[Start of Attachment]

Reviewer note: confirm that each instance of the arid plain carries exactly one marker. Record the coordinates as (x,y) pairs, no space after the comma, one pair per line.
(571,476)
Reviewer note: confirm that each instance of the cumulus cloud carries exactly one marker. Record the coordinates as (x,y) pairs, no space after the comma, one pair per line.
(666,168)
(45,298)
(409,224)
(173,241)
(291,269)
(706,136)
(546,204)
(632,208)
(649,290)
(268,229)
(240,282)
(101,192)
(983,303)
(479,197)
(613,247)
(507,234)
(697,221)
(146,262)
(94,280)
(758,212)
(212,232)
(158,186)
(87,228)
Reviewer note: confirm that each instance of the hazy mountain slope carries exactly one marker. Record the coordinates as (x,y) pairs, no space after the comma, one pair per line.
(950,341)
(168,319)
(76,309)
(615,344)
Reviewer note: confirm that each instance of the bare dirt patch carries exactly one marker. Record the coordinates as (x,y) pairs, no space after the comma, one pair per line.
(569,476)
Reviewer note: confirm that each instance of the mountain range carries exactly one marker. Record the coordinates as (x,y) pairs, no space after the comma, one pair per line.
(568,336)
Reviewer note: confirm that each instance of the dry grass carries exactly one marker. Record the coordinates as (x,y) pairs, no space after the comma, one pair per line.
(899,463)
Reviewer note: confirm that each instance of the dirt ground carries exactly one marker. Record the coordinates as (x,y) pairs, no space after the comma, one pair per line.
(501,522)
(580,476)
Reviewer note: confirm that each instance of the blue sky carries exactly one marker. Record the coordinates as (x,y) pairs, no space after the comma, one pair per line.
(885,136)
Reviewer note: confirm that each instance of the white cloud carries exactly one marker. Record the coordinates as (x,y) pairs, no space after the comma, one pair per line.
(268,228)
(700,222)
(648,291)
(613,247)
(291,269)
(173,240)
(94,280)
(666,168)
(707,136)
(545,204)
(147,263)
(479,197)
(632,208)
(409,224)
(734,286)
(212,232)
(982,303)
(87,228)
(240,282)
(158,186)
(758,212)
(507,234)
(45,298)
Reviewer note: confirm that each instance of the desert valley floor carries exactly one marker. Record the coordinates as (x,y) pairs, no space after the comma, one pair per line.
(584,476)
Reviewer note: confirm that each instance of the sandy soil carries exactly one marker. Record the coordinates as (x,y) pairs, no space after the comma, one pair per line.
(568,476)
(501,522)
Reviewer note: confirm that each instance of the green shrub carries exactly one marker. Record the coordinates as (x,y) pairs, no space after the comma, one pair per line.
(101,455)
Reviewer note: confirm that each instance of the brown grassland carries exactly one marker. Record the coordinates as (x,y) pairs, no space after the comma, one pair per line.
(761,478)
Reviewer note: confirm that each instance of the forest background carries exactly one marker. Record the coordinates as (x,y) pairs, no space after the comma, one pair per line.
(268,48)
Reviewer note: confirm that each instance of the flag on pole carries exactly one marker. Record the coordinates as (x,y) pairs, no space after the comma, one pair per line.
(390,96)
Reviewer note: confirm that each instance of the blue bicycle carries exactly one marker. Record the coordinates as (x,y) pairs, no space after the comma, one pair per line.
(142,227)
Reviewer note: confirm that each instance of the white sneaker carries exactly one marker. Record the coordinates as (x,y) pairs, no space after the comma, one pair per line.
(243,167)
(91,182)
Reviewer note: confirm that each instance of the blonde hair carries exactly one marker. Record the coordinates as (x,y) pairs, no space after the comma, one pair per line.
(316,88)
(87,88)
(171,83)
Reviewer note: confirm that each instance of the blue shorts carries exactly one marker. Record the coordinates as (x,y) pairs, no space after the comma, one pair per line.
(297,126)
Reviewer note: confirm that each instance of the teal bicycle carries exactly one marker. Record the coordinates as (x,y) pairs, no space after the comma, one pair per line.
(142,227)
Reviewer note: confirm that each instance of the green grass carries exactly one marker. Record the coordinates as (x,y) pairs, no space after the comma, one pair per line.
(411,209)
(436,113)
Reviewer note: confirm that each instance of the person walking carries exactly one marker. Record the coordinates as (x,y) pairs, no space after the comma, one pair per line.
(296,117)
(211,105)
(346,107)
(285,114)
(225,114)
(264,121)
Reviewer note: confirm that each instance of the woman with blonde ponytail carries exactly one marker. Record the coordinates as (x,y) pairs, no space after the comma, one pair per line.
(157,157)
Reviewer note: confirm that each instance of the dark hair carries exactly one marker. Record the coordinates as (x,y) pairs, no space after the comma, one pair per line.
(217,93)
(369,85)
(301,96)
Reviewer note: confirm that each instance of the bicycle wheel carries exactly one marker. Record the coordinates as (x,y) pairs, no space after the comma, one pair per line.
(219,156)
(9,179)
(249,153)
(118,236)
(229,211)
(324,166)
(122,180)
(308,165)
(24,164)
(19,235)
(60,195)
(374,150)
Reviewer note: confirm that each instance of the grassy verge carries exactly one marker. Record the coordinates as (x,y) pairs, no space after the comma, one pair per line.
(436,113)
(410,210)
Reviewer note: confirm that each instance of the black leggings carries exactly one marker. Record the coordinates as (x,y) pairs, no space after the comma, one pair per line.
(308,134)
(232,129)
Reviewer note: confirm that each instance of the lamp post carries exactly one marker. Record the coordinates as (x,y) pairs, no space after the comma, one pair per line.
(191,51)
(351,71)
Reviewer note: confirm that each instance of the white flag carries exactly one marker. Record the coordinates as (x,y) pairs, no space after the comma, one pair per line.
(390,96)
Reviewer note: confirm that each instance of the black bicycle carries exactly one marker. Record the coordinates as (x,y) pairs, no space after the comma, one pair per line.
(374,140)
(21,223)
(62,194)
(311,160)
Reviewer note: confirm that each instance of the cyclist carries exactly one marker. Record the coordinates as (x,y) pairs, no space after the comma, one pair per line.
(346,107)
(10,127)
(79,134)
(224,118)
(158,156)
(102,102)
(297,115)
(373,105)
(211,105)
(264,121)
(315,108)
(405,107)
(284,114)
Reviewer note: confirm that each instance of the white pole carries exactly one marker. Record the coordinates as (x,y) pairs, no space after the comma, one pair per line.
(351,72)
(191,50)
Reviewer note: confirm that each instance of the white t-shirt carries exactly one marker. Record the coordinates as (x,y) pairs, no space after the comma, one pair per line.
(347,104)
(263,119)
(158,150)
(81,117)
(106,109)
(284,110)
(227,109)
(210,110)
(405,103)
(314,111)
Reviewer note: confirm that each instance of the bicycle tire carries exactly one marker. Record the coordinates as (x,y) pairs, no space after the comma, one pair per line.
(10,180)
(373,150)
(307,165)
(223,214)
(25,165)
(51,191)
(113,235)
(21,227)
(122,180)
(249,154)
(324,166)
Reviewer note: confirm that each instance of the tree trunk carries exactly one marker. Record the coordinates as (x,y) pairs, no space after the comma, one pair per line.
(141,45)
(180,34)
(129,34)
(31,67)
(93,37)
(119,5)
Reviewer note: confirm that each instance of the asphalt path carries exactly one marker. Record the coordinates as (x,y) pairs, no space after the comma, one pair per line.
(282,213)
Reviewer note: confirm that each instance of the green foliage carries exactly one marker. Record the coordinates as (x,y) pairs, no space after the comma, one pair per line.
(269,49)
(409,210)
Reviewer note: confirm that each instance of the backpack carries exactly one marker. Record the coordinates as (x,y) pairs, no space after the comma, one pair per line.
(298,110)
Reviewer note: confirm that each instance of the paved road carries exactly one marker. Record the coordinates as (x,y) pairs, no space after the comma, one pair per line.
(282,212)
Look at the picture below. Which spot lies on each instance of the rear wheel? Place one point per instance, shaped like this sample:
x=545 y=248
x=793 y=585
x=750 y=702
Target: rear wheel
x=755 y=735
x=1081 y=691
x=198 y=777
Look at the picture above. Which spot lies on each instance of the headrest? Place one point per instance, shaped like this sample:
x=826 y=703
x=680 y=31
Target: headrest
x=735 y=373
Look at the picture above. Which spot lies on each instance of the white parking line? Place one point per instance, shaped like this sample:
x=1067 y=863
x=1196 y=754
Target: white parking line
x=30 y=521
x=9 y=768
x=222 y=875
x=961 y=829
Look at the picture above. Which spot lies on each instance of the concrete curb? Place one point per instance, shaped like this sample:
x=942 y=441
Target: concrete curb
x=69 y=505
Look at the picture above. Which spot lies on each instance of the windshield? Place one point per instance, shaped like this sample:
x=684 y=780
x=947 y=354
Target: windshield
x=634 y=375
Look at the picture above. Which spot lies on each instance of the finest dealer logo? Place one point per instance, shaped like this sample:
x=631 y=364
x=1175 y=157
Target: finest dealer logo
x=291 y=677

[End of Attachment]

Try it:
Return word for word the lines above from the line with "Reviewer note: confirm that each instance of the backpack" to the line with "x=1196 y=754", including both and leaving out all others.

Output:
Reviewer note: confirm that each instance of the backpack carries exactly one marker. Record the coordinates as (x,y) pairs, no space after the comma, one pair per line.
(298,110)
Reviewer note: confirm that each instance of the paved road carries exactly one marker. Record the coordinates as (x,y) pairs, no space after the comma, one pair per line.
(282,212)
Look at the picture below. Which spot lies on each instance of the rear wheel? Place one point per instance, shaped like this sample:
x=545 y=248
x=793 y=585
x=750 y=702
Target: rear wheel
x=755 y=735
x=1081 y=691
x=198 y=777
Look at the picture above. Which spot lies on each instance of the headrest? Place one point per instance, shaped like this sample:
x=826 y=703
x=680 y=31
Target: headrest
x=735 y=373
Look at the picture above. Which spot lies on each instance of the white parking line? Place one point per instance, shaped like this sample:
x=1067 y=863
x=1196 y=754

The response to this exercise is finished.